> [Task instructions]
Retype only what runs from the line that contains "of the distant" through the last line of the listing below, both lines included.

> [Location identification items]
★ ★ ★ ★

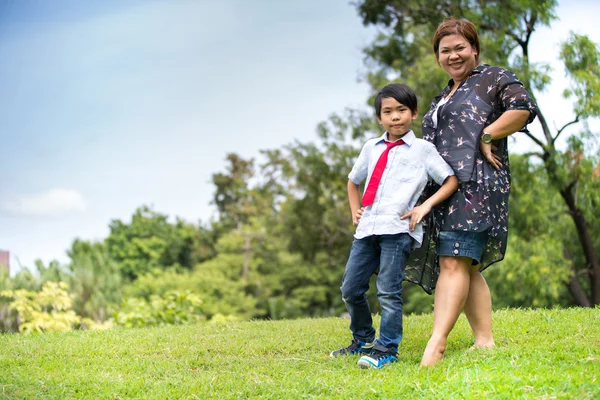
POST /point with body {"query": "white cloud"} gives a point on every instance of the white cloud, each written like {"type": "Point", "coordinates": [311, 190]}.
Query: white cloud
{"type": "Point", "coordinates": [50, 203]}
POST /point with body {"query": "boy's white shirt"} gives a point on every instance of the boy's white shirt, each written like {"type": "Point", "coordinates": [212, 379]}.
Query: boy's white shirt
{"type": "Point", "coordinates": [408, 169]}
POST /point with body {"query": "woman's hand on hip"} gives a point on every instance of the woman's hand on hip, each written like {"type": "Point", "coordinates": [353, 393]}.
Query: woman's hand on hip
{"type": "Point", "coordinates": [487, 149]}
{"type": "Point", "coordinates": [416, 215]}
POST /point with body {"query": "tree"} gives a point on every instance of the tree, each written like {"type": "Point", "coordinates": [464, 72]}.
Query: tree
{"type": "Point", "coordinates": [151, 242]}
{"type": "Point", "coordinates": [95, 281]}
{"type": "Point", "coordinates": [403, 51]}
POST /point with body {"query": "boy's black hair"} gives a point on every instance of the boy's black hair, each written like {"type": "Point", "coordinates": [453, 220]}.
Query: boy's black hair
{"type": "Point", "coordinates": [400, 92]}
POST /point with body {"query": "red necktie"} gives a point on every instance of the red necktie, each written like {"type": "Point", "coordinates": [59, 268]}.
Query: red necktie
{"type": "Point", "coordinates": [369, 195]}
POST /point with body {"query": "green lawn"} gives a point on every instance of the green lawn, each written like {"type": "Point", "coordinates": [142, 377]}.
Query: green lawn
{"type": "Point", "coordinates": [540, 354]}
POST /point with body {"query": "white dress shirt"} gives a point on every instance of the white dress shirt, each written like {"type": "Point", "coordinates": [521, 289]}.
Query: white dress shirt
{"type": "Point", "coordinates": [408, 169]}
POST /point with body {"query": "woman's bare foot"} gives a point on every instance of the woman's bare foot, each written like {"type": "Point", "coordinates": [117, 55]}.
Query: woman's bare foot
{"type": "Point", "coordinates": [484, 344]}
{"type": "Point", "coordinates": [434, 352]}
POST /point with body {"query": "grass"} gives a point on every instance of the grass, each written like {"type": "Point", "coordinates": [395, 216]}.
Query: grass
{"type": "Point", "coordinates": [540, 354]}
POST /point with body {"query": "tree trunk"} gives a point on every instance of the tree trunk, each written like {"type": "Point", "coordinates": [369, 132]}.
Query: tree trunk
{"type": "Point", "coordinates": [574, 286]}
{"type": "Point", "coordinates": [587, 244]}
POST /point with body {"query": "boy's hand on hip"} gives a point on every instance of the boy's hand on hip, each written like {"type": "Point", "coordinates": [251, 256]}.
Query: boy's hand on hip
{"type": "Point", "coordinates": [357, 216]}
{"type": "Point", "coordinates": [416, 215]}
{"type": "Point", "coordinates": [487, 149]}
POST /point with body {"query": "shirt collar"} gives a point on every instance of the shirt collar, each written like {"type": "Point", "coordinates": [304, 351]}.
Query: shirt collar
{"type": "Point", "coordinates": [409, 138]}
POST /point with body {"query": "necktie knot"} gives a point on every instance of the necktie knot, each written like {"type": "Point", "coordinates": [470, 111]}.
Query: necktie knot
{"type": "Point", "coordinates": [373, 184]}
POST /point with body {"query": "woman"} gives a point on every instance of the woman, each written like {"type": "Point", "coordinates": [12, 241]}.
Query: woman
{"type": "Point", "coordinates": [469, 122]}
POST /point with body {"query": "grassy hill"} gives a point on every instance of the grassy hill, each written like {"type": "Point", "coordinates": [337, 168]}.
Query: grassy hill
{"type": "Point", "coordinates": [540, 354]}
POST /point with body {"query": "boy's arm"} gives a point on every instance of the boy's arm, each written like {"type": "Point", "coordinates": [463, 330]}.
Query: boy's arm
{"type": "Point", "coordinates": [418, 213]}
{"type": "Point", "coordinates": [354, 200]}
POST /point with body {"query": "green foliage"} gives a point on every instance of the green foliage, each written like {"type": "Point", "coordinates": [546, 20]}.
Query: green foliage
{"type": "Point", "coordinates": [540, 354]}
{"type": "Point", "coordinates": [150, 241]}
{"type": "Point", "coordinates": [95, 279]}
{"type": "Point", "coordinates": [582, 61]}
{"type": "Point", "coordinates": [173, 308]}
{"type": "Point", "coordinates": [49, 310]}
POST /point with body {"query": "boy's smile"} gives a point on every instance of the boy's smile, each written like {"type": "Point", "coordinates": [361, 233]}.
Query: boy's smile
{"type": "Point", "coordinates": [395, 118]}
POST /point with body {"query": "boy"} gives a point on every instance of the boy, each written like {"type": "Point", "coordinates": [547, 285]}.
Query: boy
{"type": "Point", "coordinates": [397, 166]}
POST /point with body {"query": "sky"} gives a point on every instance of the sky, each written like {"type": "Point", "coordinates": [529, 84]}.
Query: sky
{"type": "Point", "coordinates": [108, 105]}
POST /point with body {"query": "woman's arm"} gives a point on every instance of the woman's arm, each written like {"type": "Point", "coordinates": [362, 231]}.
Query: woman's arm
{"type": "Point", "coordinates": [418, 213]}
{"type": "Point", "coordinates": [507, 124]}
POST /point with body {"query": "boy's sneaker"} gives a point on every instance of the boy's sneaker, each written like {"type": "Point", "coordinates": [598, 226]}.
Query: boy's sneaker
{"type": "Point", "coordinates": [355, 347]}
{"type": "Point", "coordinates": [379, 357]}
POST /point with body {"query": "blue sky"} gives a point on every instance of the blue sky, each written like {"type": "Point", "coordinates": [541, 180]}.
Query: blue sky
{"type": "Point", "coordinates": [109, 105]}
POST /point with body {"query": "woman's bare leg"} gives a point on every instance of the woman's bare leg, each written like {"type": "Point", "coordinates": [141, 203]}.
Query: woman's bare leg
{"type": "Point", "coordinates": [450, 297]}
{"type": "Point", "coordinates": [478, 309]}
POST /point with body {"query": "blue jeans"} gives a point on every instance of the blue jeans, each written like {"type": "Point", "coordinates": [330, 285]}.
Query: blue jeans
{"type": "Point", "coordinates": [389, 254]}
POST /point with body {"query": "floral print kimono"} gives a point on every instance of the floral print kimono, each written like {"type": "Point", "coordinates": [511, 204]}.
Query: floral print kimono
{"type": "Point", "coordinates": [481, 202]}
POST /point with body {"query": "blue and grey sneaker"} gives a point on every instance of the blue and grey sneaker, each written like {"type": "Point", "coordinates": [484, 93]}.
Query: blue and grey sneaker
{"type": "Point", "coordinates": [356, 347]}
{"type": "Point", "coordinates": [379, 357]}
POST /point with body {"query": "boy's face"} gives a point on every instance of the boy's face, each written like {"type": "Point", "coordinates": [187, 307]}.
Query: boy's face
{"type": "Point", "coordinates": [395, 118]}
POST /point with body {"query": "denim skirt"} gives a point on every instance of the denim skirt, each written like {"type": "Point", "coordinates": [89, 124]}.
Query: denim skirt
{"type": "Point", "coordinates": [463, 244]}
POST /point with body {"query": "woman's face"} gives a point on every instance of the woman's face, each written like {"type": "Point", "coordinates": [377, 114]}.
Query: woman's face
{"type": "Point", "coordinates": [457, 57]}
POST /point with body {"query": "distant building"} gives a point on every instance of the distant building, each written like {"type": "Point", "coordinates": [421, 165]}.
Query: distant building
{"type": "Point", "coordinates": [4, 260]}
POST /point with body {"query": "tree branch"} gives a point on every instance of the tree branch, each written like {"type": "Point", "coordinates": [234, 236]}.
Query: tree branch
{"type": "Point", "coordinates": [534, 153]}
{"type": "Point", "coordinates": [536, 140]}
{"type": "Point", "coordinates": [576, 120]}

★ ★ ★ ★

> [Answer]
POST /point with body {"query": "distant building"} gives a point on every instance of the distant building, each written like {"type": "Point", "coordinates": [421, 165]}.
Query: distant building
{"type": "Point", "coordinates": [4, 260]}
POST /point with body {"query": "tree branch"} gives a point on every instance of the tree branch, each written like {"type": "Point", "coordinates": [234, 236]}.
Query: tree branch
{"type": "Point", "coordinates": [534, 153]}
{"type": "Point", "coordinates": [536, 140]}
{"type": "Point", "coordinates": [576, 120]}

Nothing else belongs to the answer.